[Items from a dataset]
* * * * *

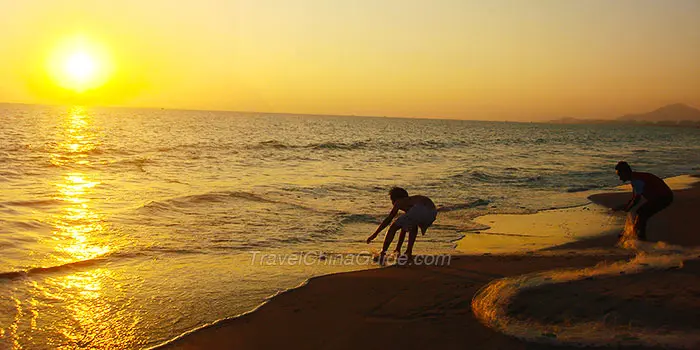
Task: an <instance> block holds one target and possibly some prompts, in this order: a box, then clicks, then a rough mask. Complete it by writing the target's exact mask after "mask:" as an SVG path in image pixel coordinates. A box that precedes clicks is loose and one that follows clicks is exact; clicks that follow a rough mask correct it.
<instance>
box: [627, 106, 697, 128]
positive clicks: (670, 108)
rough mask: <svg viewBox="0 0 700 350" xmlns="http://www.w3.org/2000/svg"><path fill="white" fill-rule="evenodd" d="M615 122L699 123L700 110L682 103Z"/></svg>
mask: <svg viewBox="0 0 700 350" xmlns="http://www.w3.org/2000/svg"><path fill="white" fill-rule="evenodd" d="M617 120H620V121H635V122H655V123H656V122H680V121H700V109H697V108H693V107H690V106H688V105H686V104H683V103H676V104H672V105H668V106H664V107H661V108H659V109H657V110H654V111H651V112H649V113H642V114H627V115H623V116H622V117H619V118H617Z"/></svg>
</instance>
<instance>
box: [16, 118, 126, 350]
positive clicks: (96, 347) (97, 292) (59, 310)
mask: <svg viewBox="0 0 700 350" xmlns="http://www.w3.org/2000/svg"><path fill="white" fill-rule="evenodd" d="M90 121H91V117H90V116H89V115H88V114H87V113H86V112H85V110H84V109H82V108H78V107H76V108H73V109H71V111H70V113H68V114H67V115H66V117H65V120H64V122H63V123H62V124H61V130H59V131H58V134H59V136H60V138H61V139H62V141H61V142H56V143H55V147H54V150H53V152H52V153H51V154H50V162H51V163H52V164H53V165H54V166H56V167H59V168H65V169H66V172H65V173H63V175H62V176H61V177H59V178H58V181H56V182H55V183H54V184H53V185H54V186H55V189H56V193H55V197H54V199H55V200H57V201H58V203H60V209H59V210H58V211H57V212H56V213H55V214H51V215H50V217H49V218H47V219H46V220H47V222H49V223H50V224H51V225H52V226H53V228H54V229H53V231H52V232H51V236H50V238H48V239H47V242H45V243H46V245H48V246H51V247H53V250H54V253H53V254H51V256H49V257H47V259H46V263H45V264H44V266H45V267H51V268H53V267H59V268H60V267H62V266H63V267H68V268H67V269H65V271H67V273H57V274H51V275H48V276H47V277H46V278H43V279H35V280H32V281H29V282H28V283H30V285H31V288H30V290H31V292H30V293H29V294H28V295H27V296H26V297H24V298H23V296H22V295H17V296H12V299H13V300H14V301H15V304H16V310H17V311H16V315H15V320H14V322H13V324H12V325H11V326H10V327H8V328H7V329H6V332H7V333H9V334H7V335H8V338H9V339H12V342H11V344H12V345H11V346H12V348H14V349H21V348H23V344H22V342H20V340H21V339H26V338H27V335H29V338H31V335H32V334H35V335H39V336H41V335H45V334H47V333H48V334H55V335H54V336H52V337H48V338H47V339H45V346H46V347H47V348H57V349H73V348H100V347H105V344H107V343H109V342H110V341H113V340H114V339H115V338H119V339H121V340H122V341H125V342H130V341H132V340H133V332H132V331H131V330H132V329H133V326H134V325H133V324H120V323H118V322H110V319H111V318H112V317H113V314H114V313H115V312H116V311H118V310H116V309H118V308H119V306H118V305H117V304H116V303H115V302H114V300H113V298H114V295H115V292H118V291H119V290H120V286H119V283H117V282H115V281H116V278H115V276H114V272H113V271H112V270H110V269H109V268H104V267H97V268H87V269H86V268H84V267H85V266H91V262H94V261H95V259H101V257H104V256H106V255H108V254H110V252H112V249H111V247H110V245H109V244H108V242H107V241H106V240H107V239H108V238H107V235H106V234H105V231H106V223H105V221H104V218H103V215H102V214H101V213H100V212H99V211H98V210H96V209H95V203H93V201H95V198H99V197H96V193H95V190H96V188H97V187H98V186H99V185H100V181H99V175H98V174H97V173H90V172H88V171H86V169H89V165H90V161H89V157H88V155H89V154H90V152H93V151H94V150H95V149H96V148H97V146H98V145H99V137H98V134H97V133H96V132H95V131H94V130H93V129H92V128H91V125H90ZM75 265H78V266H80V267H81V268H80V269H72V268H71V267H72V266H75ZM57 271H59V270H57ZM53 310H55V311H53ZM28 315H31V316H30V317H29V322H27V318H28V317H27V316H28ZM134 320H135V322H137V319H135V318H134ZM26 323H29V324H26ZM115 324H118V326H115ZM115 327H118V328H120V329H115ZM47 331H48V332H47ZM3 336H5V335H4V334H3ZM35 345H36V344H35Z"/></svg>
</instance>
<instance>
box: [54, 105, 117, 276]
mask: <svg viewBox="0 0 700 350" xmlns="http://www.w3.org/2000/svg"><path fill="white" fill-rule="evenodd" d="M90 118H91V117H90V115H89V114H88V113H86V111H85V109H83V108H81V107H74V108H73V109H72V110H71V111H70V113H69V114H68V116H67V117H66V120H65V121H64V130H65V131H64V132H63V134H62V136H63V138H64V139H63V141H62V142H60V143H58V145H57V147H56V150H55V152H53V153H52V154H51V162H52V164H54V165H57V166H70V165H84V164H89V163H90V162H89V159H88V157H87V156H88V155H87V154H86V153H87V152H89V151H92V150H95V149H96V148H97V146H98V140H97V133H96V132H95V131H94V130H93V129H92V128H91V127H90ZM95 178H96V176H95V175H92V174H88V173H84V172H79V171H71V172H68V173H66V174H65V175H64V176H63V177H62V179H61V181H59V182H57V183H56V184H55V185H56V187H57V189H58V194H57V197H56V199H58V200H60V201H62V202H64V203H66V206H65V207H64V208H63V211H62V212H61V213H60V214H59V215H57V216H56V217H55V220H54V227H55V229H56V230H55V231H54V240H57V241H58V242H57V244H56V250H57V252H58V253H59V254H58V258H59V259H60V260H61V261H63V262H64V263H68V262H75V261H84V260H88V259H93V258H95V257H98V256H102V255H105V254H107V253H109V251H110V247H109V246H108V245H106V244H102V243H100V234H101V233H103V232H104V226H103V219H102V217H101V216H100V214H99V213H97V212H96V211H94V210H93V209H92V207H91V203H90V201H91V199H90V195H91V192H92V191H93V189H94V188H95V186H97V185H99V184H100V182H99V181H97V180H96V179H95Z"/></svg>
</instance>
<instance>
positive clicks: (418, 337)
mask: <svg viewBox="0 0 700 350" xmlns="http://www.w3.org/2000/svg"><path fill="white" fill-rule="evenodd" d="M692 177H693V178H697V177H698V176H697V175H693V176H692ZM694 181H695V180H694ZM601 192H602V191H601ZM674 192H676V193H677V194H678V193H680V192H682V193H691V194H689V195H677V197H684V198H685V197H689V198H690V199H691V200H693V201H694V204H696V205H700V204H698V202H699V199H700V184H698V183H697V182H696V183H695V184H694V185H693V186H692V188H687V189H680V190H674ZM628 197H629V193H628V192H603V193H596V194H593V195H591V196H589V199H590V200H591V202H592V203H595V204H596V205H601V206H607V207H610V206H611V205H612V203H618V202H619V201H620V200H624V199H626V198H628ZM686 199H688V198H686ZM698 207H700V206H698ZM698 207H695V209H697V208H698ZM673 209H675V208H673ZM666 211H668V212H671V211H673V212H674V214H666V215H664V216H671V220H673V218H675V217H677V216H678V215H680V214H678V213H677V212H678V211H679V210H678V209H676V210H672V209H668V210H666ZM686 212H687V210H686ZM662 214H664V213H663V212H662V213H661V214H659V217H661V216H662ZM681 214H682V213H681ZM686 214H687V213H686ZM523 215H526V216H527V215H533V214H523ZM668 220H669V218H668V217H665V218H663V222H659V223H658V224H655V225H653V226H652V224H654V221H655V220H653V219H652V220H651V221H650V226H649V232H650V238H652V239H653V238H654V235H653V234H652V233H654V232H658V231H659V226H660V225H664V224H666V223H667V221H668ZM677 226H678V225H677ZM686 226H687V225H686ZM616 241H617V239H616V237H615V236H614V235H601V236H597V237H591V238H588V239H584V240H578V241H573V242H569V243H565V244H562V245H557V246H554V247H548V248H544V249H539V250H537V251H535V252H529V253H526V254H512V253H511V254H503V255H501V254H493V255H491V254H484V255H463V254H455V255H454V256H453V259H452V260H453V262H452V264H451V265H450V266H411V267H408V268H406V267H396V266H392V267H388V268H384V269H369V270H360V271H352V272H341V273H335V274H330V275H322V276H316V277H312V278H310V279H307V280H306V281H305V282H303V283H302V284H300V285H298V286H296V287H293V288H290V289H286V290H284V291H281V292H279V293H276V294H275V295H272V296H270V297H268V298H266V299H265V301H264V302H263V303H261V304H260V305H259V306H257V307H256V308H254V309H253V310H250V311H247V312H245V313H242V314H239V315H236V316H232V317H229V318H225V319H222V320H219V321H216V322H213V323H210V324H207V325H202V326H201V327H198V328H196V329H193V330H191V331H188V332H186V333H183V334H181V335H180V336H178V337H176V338H174V339H171V340H168V341H166V342H164V343H161V344H158V345H155V346H153V347H151V348H152V349H155V348H158V349H171V348H179V349H200V348H231V347H243V348H256V349H257V348H273V347H280V346H289V345H290V344H293V345H297V346H304V347H306V348H327V347H332V348H347V349H350V348H354V347H357V346H363V344H365V346H366V344H368V343H371V344H377V345H378V346H377V347H380V346H379V344H383V345H381V346H396V345H401V346H405V347H409V348H418V347H424V346H435V345H436V344H439V345H440V346H444V347H446V348H453V347H455V348H456V347H457V346H456V345H459V347H463V346H467V345H469V344H471V345H473V344H474V343H473V342H474V341H479V342H483V343H482V345H483V346H484V347H486V346H487V347H493V346H497V347H498V346H501V347H502V346H507V347H509V348H511V347H512V348H528V349H530V348H537V349H539V348H542V349H544V348H547V349H548V348H550V347H552V346H553V345H551V344H550V345H547V344H541V343H531V342H524V341H522V340H518V339H516V338H513V337H510V336H507V335H504V334H502V333H499V332H496V331H494V330H493V329H491V328H488V327H485V326H483V324H482V323H481V322H479V321H477V320H476V319H475V317H474V315H473V313H472V310H471V307H470V306H469V305H470V303H471V298H472V296H473V295H475V294H477V293H478V292H479V291H480V290H481V289H482V288H484V286H487V285H489V284H490V283H491V282H492V281H494V280H499V279H501V278H504V277H508V276H517V275H520V274H522V273H533V272H537V271H541V270H549V269H552V268H555V269H560V268H587V267H591V266H595V265H596V264H600V263H601V262H602V263H604V264H607V263H613V262H615V261H619V260H624V259H628V258H629V257H630V256H632V255H633V254H631V252H629V251H624V250H620V249H617V248H614V243H615V242H616ZM672 241H674V242H678V243H680V244H684V245H700V239H697V240H696V239H695V238H694V237H693V235H692V234H688V232H687V229H686V230H685V231H684V232H681V233H679V234H677V235H675V236H674V237H673V238H672ZM601 248H602V250H601ZM582 250H588V251H589V252H590V253H589V254H584V255H581V254H576V252H579V253H580V252H582ZM611 258H613V259H612V260H611ZM524 262H527V263H524ZM475 266H476V267H477V268H475ZM461 280H465V281H466V282H467V286H468V287H467V288H466V289H464V290H463V289H460V288H456V287H458V286H457V285H455V283H454V282H455V281H461ZM415 281H420V282H427V281H428V282H437V286H433V285H430V284H429V285H428V286H427V287H426V288H428V289H429V291H428V292H427V294H428V295H429V296H430V297H432V298H437V300H439V301H442V302H443V303H446V304H447V306H448V307H437V309H435V308H434V307H430V306H435V305H425V302H424V301H425V300H423V298H424V297H425V296H426V291H422V290H421V288H420V287H416V286H415V283H412V282H415ZM387 284H388V285H387ZM341 286H344V287H345V288H341ZM441 286H442V288H441ZM302 287H303V288H302ZM462 287H464V286H462ZM397 291H398V292H400V293H397ZM367 293H369V294H370V296H372V295H373V296H375V298H369V300H368V295H367ZM405 293H408V294H409V295H410V294H415V298H408V300H404V299H406V298H405V297H404V296H402V294H405ZM446 295H449V297H447V298H446V297H445V296H446ZM376 296H381V297H383V298H384V299H386V300H385V301H384V302H383V303H380V304H378V305H377V300H376V299H377V298H376ZM441 296H442V297H441ZM336 298H340V299H339V300H340V302H338V301H337V300H336ZM348 298H350V299H351V300H353V302H347V299H348ZM358 299H360V300H358ZM379 299H382V298H379ZM428 299H430V298H428ZM319 304H320V305H321V306H323V307H321V308H319ZM341 304H342V305H341ZM365 304H369V305H372V307H369V308H368V307H363V305H365ZM393 304H397V305H393ZM413 304H419V306H415V305H413ZM452 304H454V305H452ZM437 305H438V306H439V305H440V303H438V304H437ZM388 306H393V307H388ZM426 306H427V307H426ZM443 306H444V305H443ZM449 306H453V307H449ZM387 307H388V308H389V309H391V310H389V311H390V312H379V313H378V312H377V311H387V310H385V309H387ZM444 319H447V320H444ZM448 321H449V322H448ZM451 321H461V322H466V324H465V325H467V326H468V327H466V328H462V327H457V328H455V325H454V324H451ZM457 323H459V322H457ZM368 325H369V326H373V325H381V326H383V327H386V328H389V329H388V330H384V331H383V332H384V333H387V334H385V335H386V337H384V336H378V337H373V336H371V335H368V333H370V334H371V333H374V332H375V331H376V330H375V329H374V327H372V328H371V329H368V327H367V326H368ZM424 327H428V328H430V331H425V330H424ZM315 329H322V330H323V332H315V331H314V330H315ZM337 329H341V330H346V332H340V333H339V332H338V331H337ZM269 330H272V331H271V332H273V333H276V336H275V337H269V335H267V333H268V331H269ZM348 331H351V332H348ZM445 331H447V333H448V334H450V335H454V336H455V337H454V338H451V337H445ZM431 332H432V333H431ZM348 333H350V335H352V336H348ZM404 333H405V334H412V335H414V337H409V336H406V335H405V334H404ZM453 333H454V334H453ZM319 334H323V335H319ZM458 334H468V335H469V337H466V338H469V339H464V338H465V337H463V336H462V337H457V335H458ZM266 335H267V336H266ZM409 338H413V339H409ZM476 338H478V339H476ZM283 339H284V340H283ZM387 339H389V340H387ZM445 339H449V340H450V342H448V343H445V341H446V340H445ZM435 342H437V343H435ZM460 344H461V345H460ZM618 345H623V346H625V348H628V347H629V346H631V347H629V348H635V347H636V346H635V345H634V344H632V345H630V344H624V343H620V344H615V345H612V347H613V348H617V346H618ZM553 348H560V347H553Z"/></svg>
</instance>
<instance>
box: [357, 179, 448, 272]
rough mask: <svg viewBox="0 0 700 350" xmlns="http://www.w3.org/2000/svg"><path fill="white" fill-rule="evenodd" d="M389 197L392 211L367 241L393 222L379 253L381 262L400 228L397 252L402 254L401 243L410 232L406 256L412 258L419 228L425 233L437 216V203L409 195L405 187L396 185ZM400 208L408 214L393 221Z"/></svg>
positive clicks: (426, 197) (379, 225)
mask: <svg viewBox="0 0 700 350" xmlns="http://www.w3.org/2000/svg"><path fill="white" fill-rule="evenodd" d="M389 198H390V199H391V204H392V205H393V207H392V209H391V212H390V213H389V215H387V217H386V218H385V219H384V221H382V223H381V224H380V225H379V227H377V230H376V231H374V233H373V234H372V235H370V236H369V237H368V238H367V243H368V244H369V243H370V242H372V240H374V239H375V238H376V237H377V235H379V233H380V232H382V231H383V230H384V228H386V227H387V226H389V224H391V226H390V227H389V231H388V232H387V234H386V237H384V245H383V247H382V251H381V253H380V255H379V261H380V262H383V260H384V256H385V254H386V251H387V250H388V249H389V246H390V245H391V241H392V240H394V235H395V234H396V231H398V230H399V229H401V234H400V235H399V241H398V244H397V246H396V252H397V253H398V254H400V252H401V245H402V244H403V240H404V238H405V236H406V232H408V247H407V248H406V256H407V257H408V258H409V259H410V258H411V257H412V256H413V244H414V243H415V242H416V236H417V235H418V228H420V229H421V233H422V234H424V235H425V231H426V230H427V229H428V227H430V226H431V225H432V224H433V222H434V221H435V218H436V217H437V209H436V208H435V204H434V203H433V201H432V200H430V198H428V197H426V196H420V195H416V196H409V195H408V192H407V191H406V190H405V189H403V188H400V187H394V188H392V189H391V191H389ZM399 210H401V211H404V212H406V214H404V215H401V216H399V218H398V219H396V221H394V223H391V220H393V219H394V217H395V216H396V215H397V214H398V212H399Z"/></svg>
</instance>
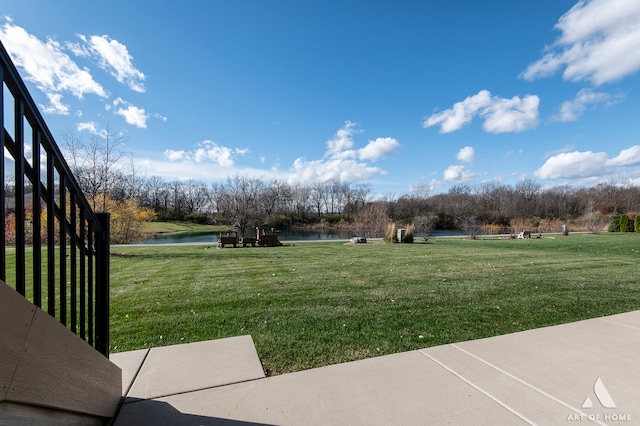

* * * * *

Retype exactly the lines above, from the one with "positive clicks: (670, 108)" through the one with "box: [16, 118, 126, 350]", inclusive.

**Result of the task**
positive clicks: (670, 108)
rough mask: <svg viewBox="0 0 700 350" xmlns="http://www.w3.org/2000/svg"><path fill="white" fill-rule="evenodd" d="M615 122L699 123L700 110L682 103Z"/></svg>
mask: <svg viewBox="0 0 700 350" xmlns="http://www.w3.org/2000/svg"><path fill="white" fill-rule="evenodd" d="M617 120H620V121H635V122H655V123H656V122H680V121H700V109H697V108H693V107H690V106H688V105H686V104H683V103H676V104H672V105H668V106H664V107H661V108H659V109H657V110H654V111H651V112H649V113H642V114H627V115H623V116H622V117H619V118H617Z"/></svg>
</instance>
<instance>
box: [16, 118, 126, 350]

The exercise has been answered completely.